***** Information shown *****

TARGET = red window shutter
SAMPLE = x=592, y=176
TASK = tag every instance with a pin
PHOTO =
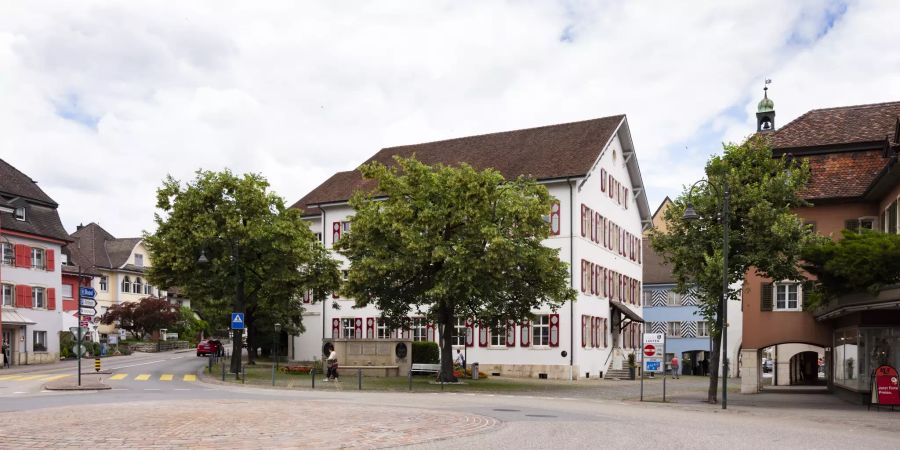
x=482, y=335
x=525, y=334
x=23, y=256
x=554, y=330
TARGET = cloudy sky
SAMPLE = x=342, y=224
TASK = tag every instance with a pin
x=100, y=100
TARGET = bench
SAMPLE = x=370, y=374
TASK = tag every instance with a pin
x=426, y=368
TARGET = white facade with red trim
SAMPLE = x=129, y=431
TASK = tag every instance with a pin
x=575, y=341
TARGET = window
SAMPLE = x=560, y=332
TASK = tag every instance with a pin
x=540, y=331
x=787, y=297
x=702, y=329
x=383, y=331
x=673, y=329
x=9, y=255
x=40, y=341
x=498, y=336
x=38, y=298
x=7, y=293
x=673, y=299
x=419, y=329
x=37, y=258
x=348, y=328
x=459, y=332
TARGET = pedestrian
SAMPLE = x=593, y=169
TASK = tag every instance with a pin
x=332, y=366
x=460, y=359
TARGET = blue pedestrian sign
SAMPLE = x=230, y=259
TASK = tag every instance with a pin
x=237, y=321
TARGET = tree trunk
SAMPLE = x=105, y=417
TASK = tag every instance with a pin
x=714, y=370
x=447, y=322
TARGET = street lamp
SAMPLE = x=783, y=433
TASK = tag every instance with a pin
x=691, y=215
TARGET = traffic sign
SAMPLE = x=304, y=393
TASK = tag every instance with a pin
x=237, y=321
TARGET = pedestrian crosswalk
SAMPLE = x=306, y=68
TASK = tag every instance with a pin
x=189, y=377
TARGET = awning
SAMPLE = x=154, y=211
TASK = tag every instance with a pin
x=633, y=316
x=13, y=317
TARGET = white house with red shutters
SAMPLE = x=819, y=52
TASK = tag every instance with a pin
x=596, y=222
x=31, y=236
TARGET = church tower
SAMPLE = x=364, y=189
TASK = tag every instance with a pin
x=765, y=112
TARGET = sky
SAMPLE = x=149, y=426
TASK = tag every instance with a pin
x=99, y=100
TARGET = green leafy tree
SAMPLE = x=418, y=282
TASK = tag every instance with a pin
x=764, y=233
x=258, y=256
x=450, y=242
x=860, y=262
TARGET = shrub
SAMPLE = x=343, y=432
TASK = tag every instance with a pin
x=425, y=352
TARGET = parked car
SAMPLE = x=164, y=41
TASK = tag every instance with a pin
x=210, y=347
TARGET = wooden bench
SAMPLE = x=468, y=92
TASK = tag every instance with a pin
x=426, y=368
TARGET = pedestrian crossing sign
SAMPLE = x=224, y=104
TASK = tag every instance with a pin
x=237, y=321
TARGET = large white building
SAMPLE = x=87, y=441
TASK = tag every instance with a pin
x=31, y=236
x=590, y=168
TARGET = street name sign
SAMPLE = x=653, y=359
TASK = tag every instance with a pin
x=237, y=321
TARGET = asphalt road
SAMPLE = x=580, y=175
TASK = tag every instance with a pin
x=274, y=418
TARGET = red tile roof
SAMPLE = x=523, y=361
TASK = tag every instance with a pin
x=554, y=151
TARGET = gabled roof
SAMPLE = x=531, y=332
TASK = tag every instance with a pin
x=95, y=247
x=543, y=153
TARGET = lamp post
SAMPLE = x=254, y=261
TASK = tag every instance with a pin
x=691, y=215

*****

* [Aim] Exactly reproduce the lines that run from the line with "TARGET = wooden bench" through the last line of the records, inclusive.

* [Worked answer]
TARGET = wooden bench
SAMPLE = x=468, y=92
TASK = tag every instance with a pin
x=426, y=368
TARGET = pedestrian crossing sign
SAMPLE = x=224, y=104
TASK = tag every instance with a pin
x=237, y=321
TARGET = large white building
SAMPLE = x=87, y=441
TASK = tag every instance with a pin
x=31, y=236
x=590, y=168
TARGET = street name sign
SAMPLE = x=653, y=359
TASK = tag every instance with a pin
x=237, y=321
TARGET = asphalt road
SAMPLE = x=580, y=175
TASK = tag every instance with a pin
x=274, y=418
TARGET = red tile roof
SAMPLE = x=523, y=361
TASK = tag every instance with a pin
x=554, y=151
TARGET = gabled roof
SAMPLE = x=531, y=332
TASK = tag every instance with a pin
x=95, y=247
x=543, y=153
TARGET = lamp post
SAMPLE = x=254, y=261
TASK = tag every instance with a pin
x=691, y=215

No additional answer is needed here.